文在寅氏が退任し、韓国新大統領に尹錫悦(ユン・ソンニョル)氏が就任した。ご祝儀相場はまったくなく、早々に1,300ウォン目前まで下がるウォン安に見舞われている。これがマーケットの評価ということだろうか。文在寅氏の退任演説と、ユン氏の就任演説から韓国経済の行く末を読み解きたい。(『2011年 韓国経済危機の軌跡(週間 韓国経済)』)
※本記事は有料メルマガ『2011年 韓国経済危機の軌跡(週間 韓国経済)』2022年5月13日号の抜粋です。ご興味を持たれた方はぜひこの機会にバックナンバー含め今月すべて無料のお試し購読をどうぞ。
最後まで自画自賛の文在寅大統領
5月10日、韓国大統領に尹錫悦(ユン・ソンニョル)氏が就任した。ユン氏の就任式を中心に特集しながら、1,300ウォンに迫ったウォン安について解説したい。

» **取り組む課題**:
a) 韓国新大統領の記事について、次の問いに答えなさい。
(i) 尹錫悦氏が韓国大統領に就任したのは何月何日か。
(ii) この記事は有料メルマガの何年何月何日号からの抜粋か。
(iii) ウォン安で、ウォンは何ウォン目前まで下がったとされているか。
b) 韓国新大統領の記事の最後の文に続けて、その先を書きなさい。
項目は韓国新大統領の記事とは関係がない。

» **提供データ**:
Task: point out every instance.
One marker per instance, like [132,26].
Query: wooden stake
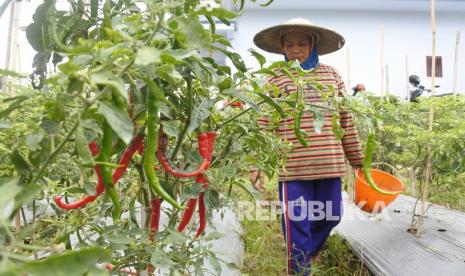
[8,44]
[456,63]
[349,78]
[425,187]
[407,90]
[382,63]
[387,79]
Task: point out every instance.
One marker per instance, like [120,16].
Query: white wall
[405,33]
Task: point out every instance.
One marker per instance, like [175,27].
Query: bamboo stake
[382,63]
[387,80]
[14,43]
[349,77]
[8,44]
[407,90]
[425,186]
[456,63]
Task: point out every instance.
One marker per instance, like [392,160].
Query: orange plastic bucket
[367,198]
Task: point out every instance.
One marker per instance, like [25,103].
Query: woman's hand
[258,180]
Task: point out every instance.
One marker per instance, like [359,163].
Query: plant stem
[237,116]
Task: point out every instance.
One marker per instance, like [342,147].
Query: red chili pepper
[206,151]
[202,215]
[155,209]
[163,144]
[187,215]
[99,189]
[238,104]
[125,159]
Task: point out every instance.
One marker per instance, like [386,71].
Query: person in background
[312,175]
[358,88]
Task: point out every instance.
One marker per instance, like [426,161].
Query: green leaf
[55,110]
[171,128]
[267,3]
[191,33]
[218,12]
[213,236]
[33,140]
[119,121]
[4,72]
[212,199]
[272,103]
[200,113]
[59,265]
[237,61]
[107,78]
[240,95]
[169,73]
[16,104]
[147,55]
[82,147]
[5,124]
[261,59]
[8,190]
[21,164]
[27,194]
[252,192]
[214,262]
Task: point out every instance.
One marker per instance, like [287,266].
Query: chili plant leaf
[119,121]
[107,78]
[17,101]
[271,103]
[260,58]
[5,124]
[81,261]
[191,33]
[147,55]
[213,260]
[21,164]
[82,147]
[200,113]
[8,190]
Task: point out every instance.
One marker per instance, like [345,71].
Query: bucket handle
[394,169]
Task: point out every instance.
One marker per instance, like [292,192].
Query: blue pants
[311,209]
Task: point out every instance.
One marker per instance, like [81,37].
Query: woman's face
[297,46]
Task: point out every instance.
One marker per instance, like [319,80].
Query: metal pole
[8,44]
[387,80]
[349,77]
[456,63]
[407,90]
[382,63]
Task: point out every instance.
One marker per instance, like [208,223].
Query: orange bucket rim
[382,172]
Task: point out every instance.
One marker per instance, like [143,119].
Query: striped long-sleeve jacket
[324,158]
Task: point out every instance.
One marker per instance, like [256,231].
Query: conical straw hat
[269,39]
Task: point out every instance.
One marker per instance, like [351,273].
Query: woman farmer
[310,186]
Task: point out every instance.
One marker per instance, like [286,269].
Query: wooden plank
[385,246]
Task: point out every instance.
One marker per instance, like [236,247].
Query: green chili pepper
[105,154]
[53,31]
[75,19]
[151,143]
[297,123]
[94,9]
[371,146]
[107,14]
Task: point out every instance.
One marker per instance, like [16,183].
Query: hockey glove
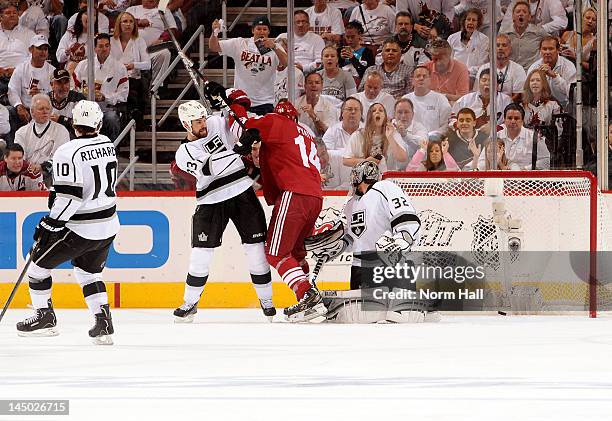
[215,94]
[238,96]
[391,249]
[245,144]
[49,230]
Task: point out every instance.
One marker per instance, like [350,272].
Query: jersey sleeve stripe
[73,192]
[221,182]
[102,214]
[405,218]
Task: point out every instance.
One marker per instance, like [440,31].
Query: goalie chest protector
[383,208]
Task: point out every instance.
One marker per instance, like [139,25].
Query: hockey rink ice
[234,365]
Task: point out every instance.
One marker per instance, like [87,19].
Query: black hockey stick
[192,70]
[16,287]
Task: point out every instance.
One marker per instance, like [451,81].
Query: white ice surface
[233,365]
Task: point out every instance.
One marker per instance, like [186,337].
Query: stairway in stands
[170,134]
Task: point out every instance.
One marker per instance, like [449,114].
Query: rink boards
[150,256]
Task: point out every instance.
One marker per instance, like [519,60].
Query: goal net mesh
[520,227]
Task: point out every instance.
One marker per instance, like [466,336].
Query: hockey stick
[16,287]
[193,71]
[321,261]
[163,5]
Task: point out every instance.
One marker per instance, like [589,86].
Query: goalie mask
[191,110]
[88,114]
[364,172]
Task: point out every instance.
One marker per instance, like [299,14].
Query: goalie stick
[192,70]
[16,287]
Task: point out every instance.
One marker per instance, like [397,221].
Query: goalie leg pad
[351,307]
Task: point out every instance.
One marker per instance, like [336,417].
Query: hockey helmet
[286,108]
[191,110]
[88,114]
[365,172]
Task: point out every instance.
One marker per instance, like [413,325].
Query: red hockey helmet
[286,108]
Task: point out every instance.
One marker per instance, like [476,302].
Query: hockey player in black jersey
[80,227]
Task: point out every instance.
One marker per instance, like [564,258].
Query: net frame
[590,192]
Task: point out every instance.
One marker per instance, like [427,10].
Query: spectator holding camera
[377,141]
[30,78]
[256,60]
[336,82]
[41,137]
[14,42]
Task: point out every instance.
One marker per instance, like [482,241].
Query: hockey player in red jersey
[289,168]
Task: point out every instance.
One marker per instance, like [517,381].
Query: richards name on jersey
[104,151]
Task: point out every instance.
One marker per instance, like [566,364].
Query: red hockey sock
[293,275]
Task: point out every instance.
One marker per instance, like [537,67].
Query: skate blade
[103,340]
[187,319]
[318,311]
[50,331]
[433,317]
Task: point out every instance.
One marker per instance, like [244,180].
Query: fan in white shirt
[151,28]
[31,77]
[412,132]
[131,50]
[373,93]
[256,60]
[111,84]
[41,137]
[518,141]
[14,40]
[33,17]
[470,46]
[510,75]
[378,20]
[432,109]
[560,72]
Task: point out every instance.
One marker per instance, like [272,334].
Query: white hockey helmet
[191,110]
[88,114]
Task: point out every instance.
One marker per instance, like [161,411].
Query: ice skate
[309,308]
[268,308]
[103,329]
[185,313]
[43,323]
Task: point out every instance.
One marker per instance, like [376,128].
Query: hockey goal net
[526,220]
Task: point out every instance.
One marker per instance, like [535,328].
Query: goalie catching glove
[391,249]
[49,230]
[215,94]
[329,244]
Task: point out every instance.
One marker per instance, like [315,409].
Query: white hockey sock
[264,291]
[40,298]
[192,294]
[94,301]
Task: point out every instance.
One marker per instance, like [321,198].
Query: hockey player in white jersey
[223,192]
[381,224]
[80,227]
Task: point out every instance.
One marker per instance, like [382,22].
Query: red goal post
[552,209]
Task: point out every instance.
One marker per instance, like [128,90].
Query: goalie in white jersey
[224,191]
[80,227]
[381,225]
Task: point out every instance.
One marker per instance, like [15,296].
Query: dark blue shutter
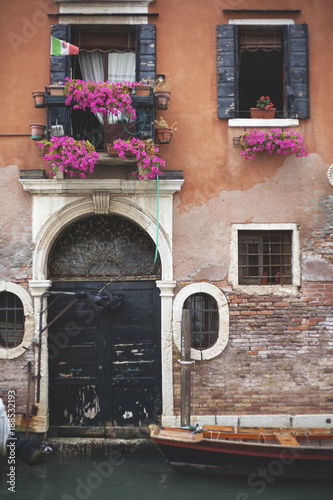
[146,51]
[227,74]
[296,66]
[60,65]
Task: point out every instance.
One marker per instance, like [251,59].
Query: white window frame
[223,311]
[23,295]
[250,122]
[266,289]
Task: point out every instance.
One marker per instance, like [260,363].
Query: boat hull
[231,456]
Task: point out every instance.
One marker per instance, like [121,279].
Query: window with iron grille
[11,320]
[204,320]
[265,257]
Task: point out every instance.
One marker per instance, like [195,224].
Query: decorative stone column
[37,288]
[166,287]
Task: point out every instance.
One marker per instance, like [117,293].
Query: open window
[268,60]
[107,52]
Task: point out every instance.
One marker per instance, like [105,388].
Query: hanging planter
[149,165]
[100,97]
[162,90]
[39,99]
[163,131]
[162,100]
[68,156]
[142,89]
[164,135]
[56,89]
[37,131]
[265,114]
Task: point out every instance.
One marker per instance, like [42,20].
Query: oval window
[11,320]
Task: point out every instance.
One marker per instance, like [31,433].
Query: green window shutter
[296,66]
[227,77]
[146,51]
[60,68]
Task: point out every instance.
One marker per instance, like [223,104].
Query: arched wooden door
[105,349]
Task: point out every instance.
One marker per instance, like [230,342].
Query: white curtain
[121,68]
[92,68]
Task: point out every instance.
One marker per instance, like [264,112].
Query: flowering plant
[264,103]
[100,97]
[273,140]
[69,156]
[148,163]
[161,123]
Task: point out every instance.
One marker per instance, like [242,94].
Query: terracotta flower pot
[162,100]
[37,131]
[142,90]
[111,150]
[164,135]
[39,99]
[262,113]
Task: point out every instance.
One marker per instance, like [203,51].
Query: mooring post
[185,370]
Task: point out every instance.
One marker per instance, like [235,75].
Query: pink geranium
[69,156]
[273,140]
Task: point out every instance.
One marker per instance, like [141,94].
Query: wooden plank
[286,439]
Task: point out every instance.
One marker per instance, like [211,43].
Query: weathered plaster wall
[15,227]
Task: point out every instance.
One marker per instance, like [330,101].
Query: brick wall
[278,358]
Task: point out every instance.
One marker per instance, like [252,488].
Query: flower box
[265,114]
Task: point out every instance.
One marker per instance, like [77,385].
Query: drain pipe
[185,371]
[41,329]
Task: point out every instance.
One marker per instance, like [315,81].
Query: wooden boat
[224,449]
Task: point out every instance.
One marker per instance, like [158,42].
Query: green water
[137,477]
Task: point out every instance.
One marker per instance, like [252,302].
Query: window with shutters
[264,59]
[265,256]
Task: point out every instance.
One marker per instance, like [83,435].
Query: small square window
[264,258]
[11,320]
[204,320]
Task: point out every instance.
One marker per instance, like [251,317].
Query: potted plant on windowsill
[37,131]
[145,153]
[274,140]
[162,91]
[56,88]
[68,156]
[163,131]
[143,87]
[264,109]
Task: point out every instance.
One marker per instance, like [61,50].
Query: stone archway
[105,356]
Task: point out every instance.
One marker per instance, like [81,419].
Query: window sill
[267,289]
[273,123]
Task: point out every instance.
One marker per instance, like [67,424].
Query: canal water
[141,477]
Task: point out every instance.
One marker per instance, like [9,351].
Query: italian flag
[61,48]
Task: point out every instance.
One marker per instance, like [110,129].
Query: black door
[105,364]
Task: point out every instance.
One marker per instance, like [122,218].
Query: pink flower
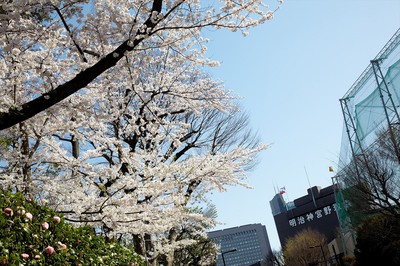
[49,250]
[57,219]
[45,226]
[9,211]
[29,216]
[62,246]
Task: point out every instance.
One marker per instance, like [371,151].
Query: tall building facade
[242,246]
[316,210]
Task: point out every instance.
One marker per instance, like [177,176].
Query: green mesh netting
[370,113]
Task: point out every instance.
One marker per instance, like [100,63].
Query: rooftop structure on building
[316,210]
[242,246]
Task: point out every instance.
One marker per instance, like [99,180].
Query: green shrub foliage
[35,235]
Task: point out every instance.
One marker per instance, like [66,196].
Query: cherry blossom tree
[53,48]
[126,132]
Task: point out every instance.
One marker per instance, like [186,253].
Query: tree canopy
[111,120]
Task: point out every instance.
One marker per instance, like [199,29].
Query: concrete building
[242,246]
[316,210]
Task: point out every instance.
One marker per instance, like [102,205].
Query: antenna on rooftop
[309,184]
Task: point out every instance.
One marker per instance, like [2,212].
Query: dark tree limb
[21,113]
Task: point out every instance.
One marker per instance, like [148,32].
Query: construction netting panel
[370,112]
[364,104]
[365,119]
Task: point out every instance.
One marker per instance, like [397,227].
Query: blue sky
[291,73]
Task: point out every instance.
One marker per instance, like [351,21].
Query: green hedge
[35,235]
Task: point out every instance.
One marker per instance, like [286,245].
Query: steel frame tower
[391,114]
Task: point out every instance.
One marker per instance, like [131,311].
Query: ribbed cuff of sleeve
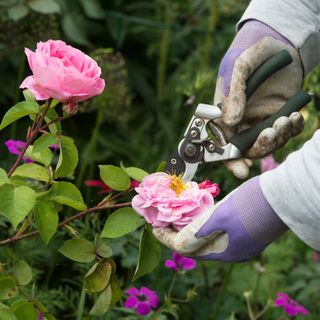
[296,20]
[293,191]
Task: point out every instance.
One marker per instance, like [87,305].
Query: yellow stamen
[177,184]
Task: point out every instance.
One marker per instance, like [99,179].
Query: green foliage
[165,59]
[102,303]
[121,222]
[149,254]
[116,178]
[68,158]
[98,277]
[80,250]
[16,203]
[22,272]
[135,173]
[46,218]
[66,193]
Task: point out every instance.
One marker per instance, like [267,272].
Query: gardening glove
[237,228]
[254,44]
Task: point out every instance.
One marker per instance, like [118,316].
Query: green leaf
[102,248]
[68,158]
[102,304]
[3,177]
[93,9]
[16,203]
[80,250]
[149,254]
[116,292]
[46,218]
[44,157]
[6,313]
[33,171]
[161,166]
[73,26]
[135,173]
[54,127]
[44,6]
[21,109]
[28,96]
[44,142]
[115,177]
[98,277]
[68,194]
[24,310]
[8,288]
[18,12]
[121,222]
[22,272]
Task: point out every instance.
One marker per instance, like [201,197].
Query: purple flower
[15,147]
[180,262]
[290,306]
[143,300]
[268,163]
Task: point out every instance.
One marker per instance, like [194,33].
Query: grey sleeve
[293,191]
[297,20]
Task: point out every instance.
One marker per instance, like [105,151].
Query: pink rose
[63,73]
[165,200]
[213,188]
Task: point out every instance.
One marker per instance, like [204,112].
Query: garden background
[159,59]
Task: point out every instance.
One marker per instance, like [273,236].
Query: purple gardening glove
[237,228]
[254,44]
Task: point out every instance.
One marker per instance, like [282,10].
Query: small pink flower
[165,200]
[15,147]
[180,262]
[268,163]
[142,300]
[315,256]
[62,72]
[213,188]
[290,306]
[105,188]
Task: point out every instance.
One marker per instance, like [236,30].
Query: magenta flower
[212,188]
[15,147]
[315,256]
[142,300]
[180,262]
[290,306]
[268,163]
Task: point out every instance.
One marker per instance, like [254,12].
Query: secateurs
[204,140]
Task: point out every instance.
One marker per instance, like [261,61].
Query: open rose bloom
[165,200]
[63,73]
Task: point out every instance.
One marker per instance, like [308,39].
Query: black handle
[268,68]
[246,138]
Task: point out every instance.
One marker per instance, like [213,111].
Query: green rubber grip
[246,138]
[268,68]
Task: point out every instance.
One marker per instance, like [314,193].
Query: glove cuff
[256,214]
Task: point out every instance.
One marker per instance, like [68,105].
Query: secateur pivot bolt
[198,122]
[193,133]
[211,147]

» **記述した解答**:
a)
(i) 5月10日
(ii) 2022年5月13日号
(iii) 1,300ウォン

b)
新大統領が誕生したということは、当然、文在寅氏の退任でもあった。退任演説の内容について、全文を取り上げることは当メルマガではできないので、日本貿易振興機構(ジェトロ)から内容を要約したものを引用する。
・韓国国民は、平昌冬季オリンピックを平和オリンピックとして成功裏に終えた。世界が韓国に熱狂した。
・朝鮮半島情勢においては、朝鮮半島の戦争危機を「対話」と「外交」の局面に転換し、平和と繁栄の新しい朝鮮半島時代への希望をもたらした。
・日本の不当な輸出管理による危機を、国民の団結により克服した。素材・部材・装置産業の自立の機会と捉え、韓国製造業の競争力強化につながった。
・新型コロナウイルス感染症による景気低迷の中で、史上最大の輸出実績をあげることができたのも、製造業が持つ世界的な競争力によるもの。
・新型コロナウイルス感染症を通じ、韓国が世界の防疫模範国家であることを認識した。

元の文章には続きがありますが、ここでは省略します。